[TASK BRIEF]
Transcribe the part of the data below that opens with the line containing "of the concrete" and closes with the line containing "[(342, 351)]", both lines included, reproducing each line precisely.

** BEGIN STORED RECORDS **

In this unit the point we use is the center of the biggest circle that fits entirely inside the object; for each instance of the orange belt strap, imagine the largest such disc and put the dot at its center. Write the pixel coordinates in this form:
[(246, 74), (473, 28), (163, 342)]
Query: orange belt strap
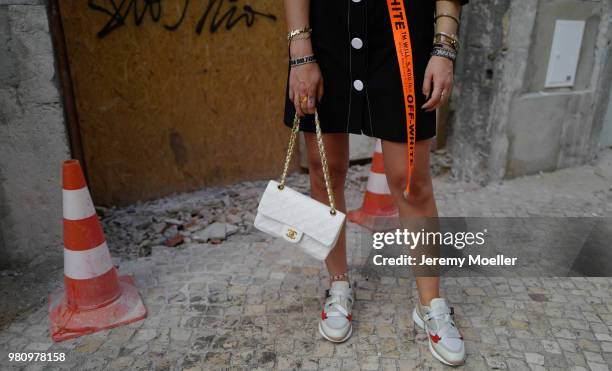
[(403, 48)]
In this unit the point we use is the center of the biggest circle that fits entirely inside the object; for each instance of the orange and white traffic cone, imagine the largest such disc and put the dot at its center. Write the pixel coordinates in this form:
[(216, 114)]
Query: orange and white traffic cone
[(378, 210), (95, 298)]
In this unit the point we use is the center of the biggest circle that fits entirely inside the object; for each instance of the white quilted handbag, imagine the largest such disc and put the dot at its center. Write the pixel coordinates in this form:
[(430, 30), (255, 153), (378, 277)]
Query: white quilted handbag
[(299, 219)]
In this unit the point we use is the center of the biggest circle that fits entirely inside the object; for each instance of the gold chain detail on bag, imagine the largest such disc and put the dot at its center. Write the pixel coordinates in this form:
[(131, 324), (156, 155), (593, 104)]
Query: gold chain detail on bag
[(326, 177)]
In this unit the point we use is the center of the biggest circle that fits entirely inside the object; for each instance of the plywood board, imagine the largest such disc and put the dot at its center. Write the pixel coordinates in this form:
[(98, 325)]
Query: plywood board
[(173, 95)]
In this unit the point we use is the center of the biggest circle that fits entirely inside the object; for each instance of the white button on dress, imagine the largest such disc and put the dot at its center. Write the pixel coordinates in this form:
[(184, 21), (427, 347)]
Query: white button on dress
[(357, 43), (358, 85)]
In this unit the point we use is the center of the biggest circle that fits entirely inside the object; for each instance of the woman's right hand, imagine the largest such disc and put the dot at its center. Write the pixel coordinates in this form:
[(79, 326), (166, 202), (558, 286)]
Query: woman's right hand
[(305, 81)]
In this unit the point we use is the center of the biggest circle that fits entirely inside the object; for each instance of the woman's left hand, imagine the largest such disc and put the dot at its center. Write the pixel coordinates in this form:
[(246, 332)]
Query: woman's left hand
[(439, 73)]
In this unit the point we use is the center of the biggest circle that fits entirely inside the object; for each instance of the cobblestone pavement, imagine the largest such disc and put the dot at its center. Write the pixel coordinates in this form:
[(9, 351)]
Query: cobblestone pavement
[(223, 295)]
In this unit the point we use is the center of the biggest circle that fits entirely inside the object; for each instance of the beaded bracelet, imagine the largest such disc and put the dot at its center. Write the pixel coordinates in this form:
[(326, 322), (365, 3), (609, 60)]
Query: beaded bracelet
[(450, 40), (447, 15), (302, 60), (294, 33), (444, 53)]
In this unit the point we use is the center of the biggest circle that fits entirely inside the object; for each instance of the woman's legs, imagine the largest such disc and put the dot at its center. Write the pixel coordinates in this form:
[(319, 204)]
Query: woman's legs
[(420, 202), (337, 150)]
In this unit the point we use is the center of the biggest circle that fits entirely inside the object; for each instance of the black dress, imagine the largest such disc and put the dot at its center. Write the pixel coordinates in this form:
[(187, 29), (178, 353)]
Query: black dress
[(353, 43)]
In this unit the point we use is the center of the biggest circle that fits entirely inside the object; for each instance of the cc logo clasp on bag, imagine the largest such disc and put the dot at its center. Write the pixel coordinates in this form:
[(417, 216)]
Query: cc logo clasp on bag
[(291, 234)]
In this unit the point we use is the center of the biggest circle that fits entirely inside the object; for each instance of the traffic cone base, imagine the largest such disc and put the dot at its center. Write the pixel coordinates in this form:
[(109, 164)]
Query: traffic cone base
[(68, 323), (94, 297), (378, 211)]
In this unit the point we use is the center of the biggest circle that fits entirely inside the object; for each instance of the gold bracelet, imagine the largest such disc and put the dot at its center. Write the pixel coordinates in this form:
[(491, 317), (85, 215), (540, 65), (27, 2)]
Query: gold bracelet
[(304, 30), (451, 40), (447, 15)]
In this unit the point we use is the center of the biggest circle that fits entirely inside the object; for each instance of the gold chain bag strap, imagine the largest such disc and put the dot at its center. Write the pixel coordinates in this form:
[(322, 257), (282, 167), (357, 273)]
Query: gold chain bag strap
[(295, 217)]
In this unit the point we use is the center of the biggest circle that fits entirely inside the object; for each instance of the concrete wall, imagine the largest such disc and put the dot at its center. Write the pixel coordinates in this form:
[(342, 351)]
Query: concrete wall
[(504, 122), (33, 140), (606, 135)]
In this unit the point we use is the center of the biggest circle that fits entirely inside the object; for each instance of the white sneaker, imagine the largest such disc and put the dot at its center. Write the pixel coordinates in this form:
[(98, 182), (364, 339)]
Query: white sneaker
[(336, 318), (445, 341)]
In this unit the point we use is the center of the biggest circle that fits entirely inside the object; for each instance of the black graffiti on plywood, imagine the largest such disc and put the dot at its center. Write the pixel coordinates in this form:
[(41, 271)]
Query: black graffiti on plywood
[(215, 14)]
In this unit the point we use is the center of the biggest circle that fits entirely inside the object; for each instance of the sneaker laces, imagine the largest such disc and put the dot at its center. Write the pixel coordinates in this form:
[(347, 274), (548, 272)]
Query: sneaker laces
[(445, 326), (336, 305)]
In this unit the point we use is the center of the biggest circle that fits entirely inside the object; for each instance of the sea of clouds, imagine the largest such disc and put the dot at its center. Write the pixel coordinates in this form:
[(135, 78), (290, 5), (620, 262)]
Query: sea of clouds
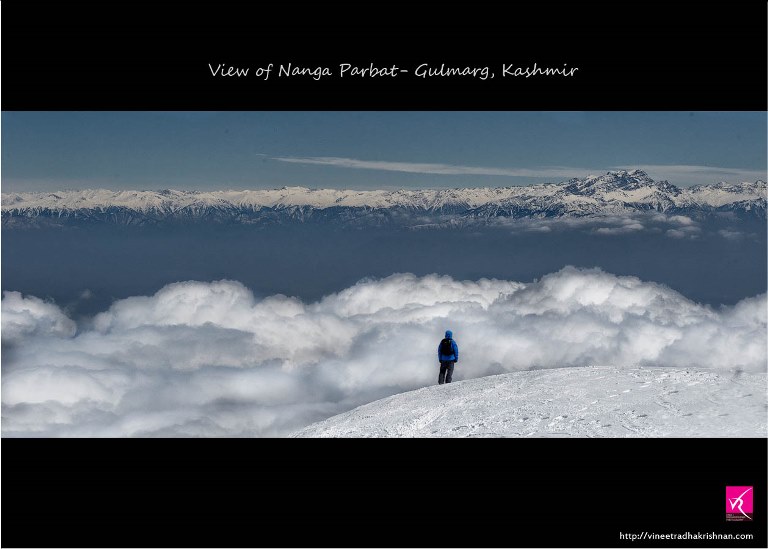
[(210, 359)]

** END STORED RECORDS **

[FINAL ANSWER]
In this unit the point we use is the center of the biggest circle that fits entirely inside the object; for each instance of the concrete wall, imagine the largest such disc and put the dot at its center. Write the pixel coordinates in this form:
[(342, 351)]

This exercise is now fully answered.